## [Exercise aim]
Copy all records verbatim, images excluded.

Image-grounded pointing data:
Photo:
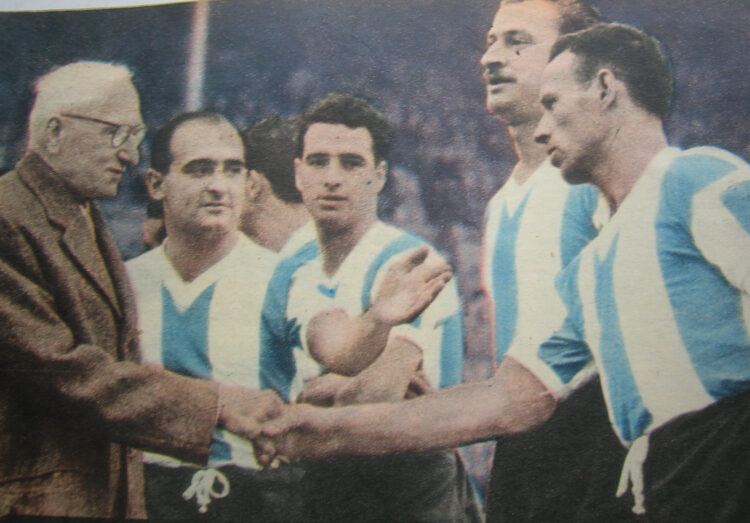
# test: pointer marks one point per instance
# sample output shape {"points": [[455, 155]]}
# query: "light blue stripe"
{"points": [[706, 307], [184, 336], [565, 351], [279, 336], [577, 228], [504, 279], [452, 351], [737, 201], [630, 415], [404, 242]]}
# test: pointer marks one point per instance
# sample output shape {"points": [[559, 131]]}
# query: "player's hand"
{"points": [[409, 286], [322, 390], [419, 385], [242, 410]]}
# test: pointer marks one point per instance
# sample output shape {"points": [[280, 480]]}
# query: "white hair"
{"points": [[71, 88]]}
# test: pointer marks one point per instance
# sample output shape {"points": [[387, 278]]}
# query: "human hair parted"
{"points": [[575, 15], [270, 146], [161, 153], [353, 112]]}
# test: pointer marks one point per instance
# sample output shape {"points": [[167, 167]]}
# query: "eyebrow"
{"points": [[517, 33], [352, 156]]}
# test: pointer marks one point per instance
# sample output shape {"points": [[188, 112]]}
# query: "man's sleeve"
{"points": [[438, 332], [720, 222], [563, 362], [81, 383]]}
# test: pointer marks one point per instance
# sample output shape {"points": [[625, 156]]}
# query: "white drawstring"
{"points": [[202, 487], [631, 477]]}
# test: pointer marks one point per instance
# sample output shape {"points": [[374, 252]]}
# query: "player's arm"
{"points": [[514, 400], [347, 345]]}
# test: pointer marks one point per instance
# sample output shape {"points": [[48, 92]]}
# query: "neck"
{"points": [[628, 151], [530, 153], [272, 222], [191, 255], [335, 245]]}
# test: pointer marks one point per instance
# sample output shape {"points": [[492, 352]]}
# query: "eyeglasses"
{"points": [[120, 134]]}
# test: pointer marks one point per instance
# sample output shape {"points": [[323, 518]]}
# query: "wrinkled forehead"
{"points": [[560, 72], [335, 139], [114, 101], [215, 140]]}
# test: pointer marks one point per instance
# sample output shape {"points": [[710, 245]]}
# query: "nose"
{"points": [[217, 183], [542, 131], [332, 178], [493, 57]]}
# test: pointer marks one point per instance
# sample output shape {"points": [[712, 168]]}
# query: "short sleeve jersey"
{"points": [[532, 231], [300, 289], [659, 300]]}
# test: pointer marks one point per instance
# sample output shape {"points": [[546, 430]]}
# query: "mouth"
{"points": [[216, 207], [496, 82], [555, 156]]}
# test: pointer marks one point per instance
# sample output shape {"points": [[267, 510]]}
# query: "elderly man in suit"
{"points": [[74, 400]]}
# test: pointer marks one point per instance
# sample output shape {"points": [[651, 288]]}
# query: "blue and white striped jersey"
{"points": [[532, 231], [300, 289], [660, 299], [207, 328]]}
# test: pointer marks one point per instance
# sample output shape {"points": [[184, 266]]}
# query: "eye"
{"points": [[351, 163], [234, 169]]}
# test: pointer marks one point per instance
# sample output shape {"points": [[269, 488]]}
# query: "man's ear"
{"points": [[52, 133], [606, 85], [381, 172], [297, 166], [155, 184]]}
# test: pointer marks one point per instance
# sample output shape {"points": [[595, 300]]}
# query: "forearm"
{"points": [[387, 379], [513, 401]]}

## [Exercise response]
Photo:
# test: pointer marks one point per instance
# sample output shape {"points": [[455, 155]]}
# query: "light blue stripe"
{"points": [[706, 307], [184, 336], [565, 351], [279, 336], [577, 228], [504, 279], [452, 351], [737, 201], [630, 415], [404, 242]]}
# test: pointer marks one point per instance
# sample output shape {"points": [[559, 131]]}
# query: "player's hand"
{"points": [[409, 286], [322, 390], [419, 385], [242, 410]]}
# test: pointer marks one point per instance
# sample output shape {"points": [[280, 480]]}
# query: "white hair"
{"points": [[71, 88]]}
# test: pointer marks one point per instance
# sample output shape {"points": [[387, 278]]}
# query: "human hair parted"
{"points": [[575, 15], [270, 146], [161, 153], [353, 112]]}
# test: pointer marks one point per instance
# sample output shape {"points": [[167, 167]]}
# query: "eyebrow"
{"points": [[517, 33], [352, 156]]}
# test: pointer marks one point per instance
# sample output shape {"points": [[188, 112]]}
# query: "man's sleeve"
{"points": [[438, 332], [720, 222], [563, 362], [81, 383]]}
# test: pointer marks one point per instance
# sample output shape {"points": [[625, 156]]}
# query: "white drawstring"
{"points": [[202, 487], [631, 477]]}
# test: pointer marks one point per instance
# sample output shape {"points": [[374, 252]]}
# query: "player's arm"
{"points": [[514, 400], [347, 345]]}
# test: pointer marks one point per instance
# sample output shape {"points": [[48, 92]]}
# query: "neck"
{"points": [[628, 151], [530, 153], [272, 222], [191, 255], [335, 245]]}
# test: pointer marks one point per instance
# sample output shape {"points": [[492, 352]]}
# query: "eyeglasses"
{"points": [[120, 134]]}
# test: pointer marks one point per instance
# sample output shape {"points": [[323, 518]]}
# query: "wrinkled forehead"
{"points": [[560, 72], [335, 139], [114, 101], [215, 140]]}
# test: pointer marks one point per instance
# sample output shape {"points": [[710, 245]]}
# query: "nose"
{"points": [[217, 183], [542, 131], [332, 178], [493, 57]]}
# test: pointer marks one point per instance
# sample output shape {"points": [[712, 168]]}
# query: "short sleeve jersey"
{"points": [[532, 231], [300, 289], [659, 300]]}
# test: pointer marks one point per instance
# sample output shape {"points": [[546, 430]]}
# query: "mouth"
{"points": [[216, 207], [496, 82], [555, 156]]}
# test: pointer marks one point per instance
# sample output shape {"points": [[267, 510]]}
# query: "elderly man in suit"
{"points": [[74, 400]]}
# test: pointer marks one point per instance
# sample output shape {"points": [[651, 288]]}
# query: "blue and white striped jersey"
{"points": [[532, 231], [300, 289], [660, 299], [207, 328]]}
# test: pointer marks one point per instance
# sample output shape {"points": [[184, 266]]}
# query: "eye"
{"points": [[351, 163], [234, 169]]}
# test: pointer marks one point per instance
# sample output shape {"points": [[269, 488]]}
# query: "man's ear"
{"points": [[52, 133], [606, 85], [381, 172], [297, 166], [155, 184]]}
# test: pointer marks one point per instance
# sample output shape {"points": [[595, 300]]}
# query: "forearm"
{"points": [[387, 379], [513, 401]]}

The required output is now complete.